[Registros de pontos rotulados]
-*-

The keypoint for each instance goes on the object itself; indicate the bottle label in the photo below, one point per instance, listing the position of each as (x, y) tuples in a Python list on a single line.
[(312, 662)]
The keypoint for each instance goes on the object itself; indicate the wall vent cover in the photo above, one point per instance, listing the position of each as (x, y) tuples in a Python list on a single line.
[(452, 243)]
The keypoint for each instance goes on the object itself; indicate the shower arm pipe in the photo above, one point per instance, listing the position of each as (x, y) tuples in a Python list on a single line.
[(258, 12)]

-*-

SEU OBJETIVO = Converta os registros acima em um CSV de duas colunas, texto e resposta, com uma linha por registro. Coloque o texto e a resposta de cada um em campos separados entre aspas, trocando as quebras de linha por espaços.

RESPOSTA DA TAREFA =
texto,resposta
"The keypoint for each instance goes on the object itself; indicate the bottle label in the photo below, one point per instance, listing the position of each as (x, y) tuples in a Python list on a single line.","[(312, 662)]"
"The keypoint for each instance goes on the object itself; indicate the wall vent cover in the photo above, one point per instance, listing the position of each as (x, y) tuples in a Python list on a single line.","[(452, 243)]"
"The keypoint for each instance goes on the object itself; indicate the shower arm pipe in the photo above, one point per instance, listing the position of each as (x, y) tuples in a Python list on a single line.","[(258, 12)]"